• **Exercise**: Gather every line in the items below that contains the string "awning" and copy each one.

[Begin Records for the exercise]

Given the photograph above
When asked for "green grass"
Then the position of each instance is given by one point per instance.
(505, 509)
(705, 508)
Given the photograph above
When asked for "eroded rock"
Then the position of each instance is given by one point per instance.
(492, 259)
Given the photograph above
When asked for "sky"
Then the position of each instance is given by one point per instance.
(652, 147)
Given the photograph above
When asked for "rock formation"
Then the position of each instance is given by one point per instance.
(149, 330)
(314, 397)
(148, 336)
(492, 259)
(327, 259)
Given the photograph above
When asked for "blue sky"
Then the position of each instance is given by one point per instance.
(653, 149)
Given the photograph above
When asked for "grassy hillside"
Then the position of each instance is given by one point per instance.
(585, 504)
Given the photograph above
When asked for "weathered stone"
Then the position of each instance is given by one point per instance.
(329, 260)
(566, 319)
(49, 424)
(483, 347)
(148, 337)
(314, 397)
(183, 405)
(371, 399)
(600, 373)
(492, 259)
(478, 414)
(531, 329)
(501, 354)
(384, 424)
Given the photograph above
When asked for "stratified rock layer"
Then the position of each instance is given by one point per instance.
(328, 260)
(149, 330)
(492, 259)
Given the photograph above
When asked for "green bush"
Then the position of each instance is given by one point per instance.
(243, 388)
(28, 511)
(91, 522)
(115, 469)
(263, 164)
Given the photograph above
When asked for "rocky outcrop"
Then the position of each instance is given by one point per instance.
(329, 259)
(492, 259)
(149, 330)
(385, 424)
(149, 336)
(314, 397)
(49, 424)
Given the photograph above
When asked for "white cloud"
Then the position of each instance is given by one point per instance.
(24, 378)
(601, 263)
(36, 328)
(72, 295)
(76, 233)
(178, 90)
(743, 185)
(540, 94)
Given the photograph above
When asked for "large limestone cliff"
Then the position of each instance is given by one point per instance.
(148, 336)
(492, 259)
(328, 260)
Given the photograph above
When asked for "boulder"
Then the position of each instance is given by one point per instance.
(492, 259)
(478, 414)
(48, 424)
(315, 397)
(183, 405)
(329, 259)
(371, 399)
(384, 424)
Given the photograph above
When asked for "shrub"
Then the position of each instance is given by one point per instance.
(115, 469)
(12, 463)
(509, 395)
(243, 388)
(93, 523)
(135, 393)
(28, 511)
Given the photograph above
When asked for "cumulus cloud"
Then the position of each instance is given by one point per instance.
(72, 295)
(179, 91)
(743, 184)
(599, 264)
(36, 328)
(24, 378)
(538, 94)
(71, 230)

[End Records for the exercise]
[Begin Records for the exercise]

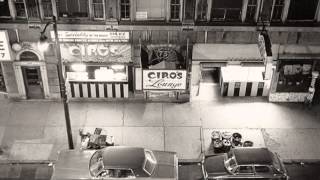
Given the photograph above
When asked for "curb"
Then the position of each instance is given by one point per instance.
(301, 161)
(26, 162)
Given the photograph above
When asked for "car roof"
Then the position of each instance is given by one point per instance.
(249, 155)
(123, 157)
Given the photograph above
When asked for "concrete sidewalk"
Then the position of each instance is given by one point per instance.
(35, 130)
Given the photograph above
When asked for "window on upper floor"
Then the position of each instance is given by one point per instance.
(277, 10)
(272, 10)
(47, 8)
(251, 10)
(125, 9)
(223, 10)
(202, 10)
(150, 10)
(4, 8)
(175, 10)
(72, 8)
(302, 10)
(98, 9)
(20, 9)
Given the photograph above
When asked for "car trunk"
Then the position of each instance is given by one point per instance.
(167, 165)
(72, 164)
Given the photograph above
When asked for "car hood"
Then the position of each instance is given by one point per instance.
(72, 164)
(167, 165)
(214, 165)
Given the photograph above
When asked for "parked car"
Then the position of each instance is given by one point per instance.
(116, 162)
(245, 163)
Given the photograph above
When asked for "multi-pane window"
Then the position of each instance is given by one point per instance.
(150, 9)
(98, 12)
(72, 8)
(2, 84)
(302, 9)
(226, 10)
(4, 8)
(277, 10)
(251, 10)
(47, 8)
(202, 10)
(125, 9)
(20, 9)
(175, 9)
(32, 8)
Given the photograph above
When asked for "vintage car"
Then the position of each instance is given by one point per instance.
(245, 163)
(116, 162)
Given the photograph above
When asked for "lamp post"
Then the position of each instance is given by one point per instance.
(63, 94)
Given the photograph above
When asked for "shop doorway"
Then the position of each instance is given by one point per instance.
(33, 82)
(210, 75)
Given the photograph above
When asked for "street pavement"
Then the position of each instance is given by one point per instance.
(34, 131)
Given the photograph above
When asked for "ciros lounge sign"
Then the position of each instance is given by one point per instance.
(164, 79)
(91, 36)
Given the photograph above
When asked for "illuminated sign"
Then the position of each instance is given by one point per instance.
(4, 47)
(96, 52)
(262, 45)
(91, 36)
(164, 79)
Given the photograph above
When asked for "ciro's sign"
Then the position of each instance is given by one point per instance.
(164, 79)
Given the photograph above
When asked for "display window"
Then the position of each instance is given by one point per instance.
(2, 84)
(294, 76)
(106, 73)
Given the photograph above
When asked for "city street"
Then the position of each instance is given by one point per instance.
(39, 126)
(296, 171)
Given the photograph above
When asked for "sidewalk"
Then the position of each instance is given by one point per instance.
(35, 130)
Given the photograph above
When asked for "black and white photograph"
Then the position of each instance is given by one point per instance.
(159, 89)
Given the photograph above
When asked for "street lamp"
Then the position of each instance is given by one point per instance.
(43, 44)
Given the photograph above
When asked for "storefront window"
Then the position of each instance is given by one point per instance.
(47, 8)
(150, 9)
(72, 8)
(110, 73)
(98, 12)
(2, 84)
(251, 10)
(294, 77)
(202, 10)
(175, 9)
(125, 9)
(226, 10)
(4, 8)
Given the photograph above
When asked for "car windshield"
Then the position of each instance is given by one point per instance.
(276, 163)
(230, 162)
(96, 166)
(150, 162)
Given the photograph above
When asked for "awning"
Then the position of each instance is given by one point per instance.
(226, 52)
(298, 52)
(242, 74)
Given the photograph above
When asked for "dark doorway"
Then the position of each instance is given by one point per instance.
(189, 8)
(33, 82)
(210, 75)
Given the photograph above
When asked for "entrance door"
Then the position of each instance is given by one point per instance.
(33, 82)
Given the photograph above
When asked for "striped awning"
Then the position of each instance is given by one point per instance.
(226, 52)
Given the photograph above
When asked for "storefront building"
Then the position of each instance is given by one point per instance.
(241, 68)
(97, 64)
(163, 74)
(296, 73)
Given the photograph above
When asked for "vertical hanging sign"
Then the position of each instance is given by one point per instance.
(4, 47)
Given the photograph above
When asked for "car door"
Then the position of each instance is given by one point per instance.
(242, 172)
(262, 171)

[End Records for the exercise]

• **Written answer**:
When asked for "awning"
When asked for "striped awning"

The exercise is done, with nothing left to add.